## WHAT YOU ARE ASKED TO DO
Output the entries exactly as they appear. Pictures should not be included.

## EXERCISE INPUT
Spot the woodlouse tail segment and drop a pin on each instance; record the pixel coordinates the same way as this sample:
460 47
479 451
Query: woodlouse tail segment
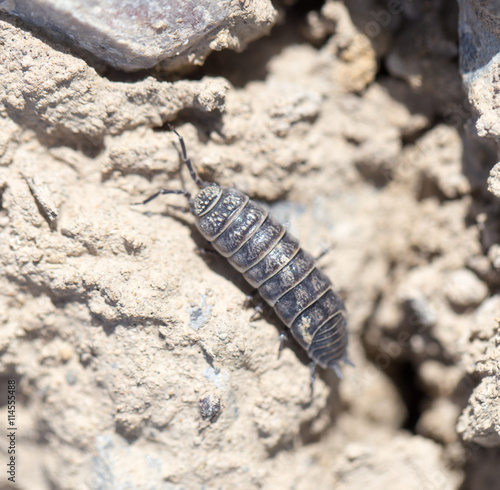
199 182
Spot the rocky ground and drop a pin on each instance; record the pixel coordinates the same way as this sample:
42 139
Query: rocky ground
136 363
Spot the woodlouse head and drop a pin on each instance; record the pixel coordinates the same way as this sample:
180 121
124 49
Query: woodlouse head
205 199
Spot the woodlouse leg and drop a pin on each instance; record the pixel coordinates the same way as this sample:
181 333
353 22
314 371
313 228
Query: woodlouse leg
207 252
182 209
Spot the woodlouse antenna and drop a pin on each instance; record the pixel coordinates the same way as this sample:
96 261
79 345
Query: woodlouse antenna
199 182
166 191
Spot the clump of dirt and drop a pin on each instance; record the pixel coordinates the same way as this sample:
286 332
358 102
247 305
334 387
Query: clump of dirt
136 363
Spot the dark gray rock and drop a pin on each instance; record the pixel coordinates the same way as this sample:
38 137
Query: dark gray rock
138 34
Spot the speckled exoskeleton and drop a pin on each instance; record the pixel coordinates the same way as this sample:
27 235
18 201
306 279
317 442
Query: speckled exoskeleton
271 261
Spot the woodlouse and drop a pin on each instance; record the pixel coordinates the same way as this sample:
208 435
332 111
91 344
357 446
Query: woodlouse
271 261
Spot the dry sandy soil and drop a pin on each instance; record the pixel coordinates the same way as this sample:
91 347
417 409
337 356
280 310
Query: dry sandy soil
135 360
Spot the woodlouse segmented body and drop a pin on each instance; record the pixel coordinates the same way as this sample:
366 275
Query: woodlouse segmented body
272 261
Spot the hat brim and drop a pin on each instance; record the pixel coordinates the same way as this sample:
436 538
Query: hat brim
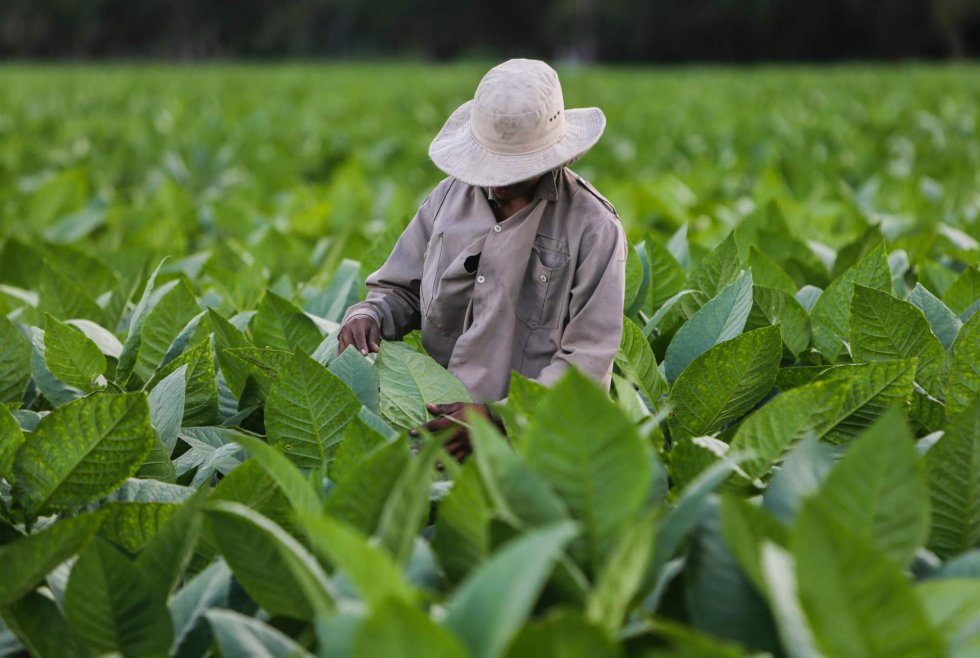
456 151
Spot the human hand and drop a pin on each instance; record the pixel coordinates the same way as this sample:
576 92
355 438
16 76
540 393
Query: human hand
454 415
362 332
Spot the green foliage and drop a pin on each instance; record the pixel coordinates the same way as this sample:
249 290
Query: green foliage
725 382
790 444
83 450
307 410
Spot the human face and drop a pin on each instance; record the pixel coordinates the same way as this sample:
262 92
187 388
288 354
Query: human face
515 190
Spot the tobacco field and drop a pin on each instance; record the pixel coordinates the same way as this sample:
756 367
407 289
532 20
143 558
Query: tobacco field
787 463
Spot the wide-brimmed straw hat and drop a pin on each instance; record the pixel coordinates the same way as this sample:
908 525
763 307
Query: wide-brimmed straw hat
515 128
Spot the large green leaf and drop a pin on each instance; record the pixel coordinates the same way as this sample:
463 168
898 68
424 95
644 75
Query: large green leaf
208 589
162 325
279 324
772 430
168 552
943 321
83 450
287 477
489 607
963 368
637 280
772 306
953 606
725 382
409 381
636 361
71 356
830 316
781 588
395 629
113 607
718 269
407 506
127 359
374 574
166 402
514 491
462 536
11 439
884 328
767 272
226 337
275 569
53 389
878 490
872 389
592 456
307 410
201 389
954 485
15 362
964 291
360 498
566 634
37 621
359 440
358 373
746 527
666 274
721 319
240 635
130 526
260 367
28 560
720 598
63 297
622 574
859 602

## RESPONSE TO THIS TASK
Spot the woodlouse tail segment and drop a pin on each instance; record the pixel coordinates the same way as this sample:
460 47
479 451
Query: woodlouse tail segment
199 182
Spot the rocky ground and drop a pin on each instance; record the pixel coordinates the same way as this sample:
42 139
Query: rocky ground
136 363
Spot the woodlouse head and drop a pin on each instance; record the pixel coordinates the same way as this sample:
180 121
124 49
Query: woodlouse head
205 199
Spot the woodlouse leg and drop a pin on each instance; record the pixel coordinates the same way as this sample:
181 333
353 22
314 371
313 228
Query: woodlouse leg
207 252
182 209
Spot the woodlouse antenna and drop a pin on each instance; record the pixel coordinates the same way as this sample:
96 261
79 345
Query: woodlouse antenna
199 182
166 191
Spot the clump of dirt and drop a pin on each instance; record the pixel coordinates the same way as this sample:
286 332
358 102
247 305
334 387
Query: clump of dirt
136 363
Spot the dark gray rock and drop a pin on each instance; record the pixel coordinates the same way as this sample:
38 137
Query: dark gray rock
138 34
Spot the speckled exoskeleton and drop a pin on each instance; record the pixel coordinates the same way as this sample:
27 235
18 201
306 279
317 442
Query: speckled exoskeleton
271 261
Spot the woodlouse and drop a pin on each instance; record the pixel coordinates the same way as this sample:
208 435
332 111
91 344
357 446
Query: woodlouse
271 261
Spot the dry sandy soil and drop a pin on each instance; record the pixel coordinates the same way as this sample:
91 347
417 409
337 356
280 310
Query: dry sandy soil
135 360
Spot the woodlouse segmented body and drop a pin on each instance; record the pixel coordinates the same way as this sample:
366 275
Query: woodlouse segmented body
272 261
Spot the hat brim and drop a pin on each instance; record the pixel coordinates the same way as this sample:
436 538
Query: hat brim
456 151
Spot the human hand and drop a pin on each instance; record the pixel coordinates the same way as this sample:
576 92
355 438
16 76
540 393
Query: human hand
454 415
362 332
Spot the green foliage and drop a pin on each instance; record the pixel coordinates the same way as this sample:
249 290
Query: green foliage
725 382
790 444
83 450
307 410
Spot the human face and drop a pin on each instance; record the pixel coordinates the same way as this sample:
262 92
187 388
288 354
Query: human face
515 190
Spot the tobacco field and drop a pin on each instance; record the pixel coordinates the same way as this sample:
756 367
407 289
532 20
143 558
Query: tobacco field
787 463
Spot the wide-brimmed straw hat and drop a pin on each instance; record the pixel coordinates the same way as this sample:
908 525
763 307
Query: wide-brimmed straw hat
515 128
Spot the large green leaf and drop a pin on each instance; record the pixel coordinates the same way as this sample:
463 168
898 68
424 95
644 75
Query: large green leaf
208 589
162 325
279 324
772 430
168 552
943 321
83 450
287 477
489 607
963 368
637 280
772 306
953 606
725 382
409 381
636 361
71 356
830 316
781 588
395 629
113 607
718 269
407 506
127 359
374 574
166 402
514 491
462 536
11 439
884 328
767 272
226 337
275 569
53 389
878 490
872 389
592 456
307 410
201 389
954 485
15 362
964 291
360 498
566 634
37 621
359 440
358 373
746 527
666 274
721 319
240 635
130 526
260 367
28 560
720 598
63 297
622 574
859 602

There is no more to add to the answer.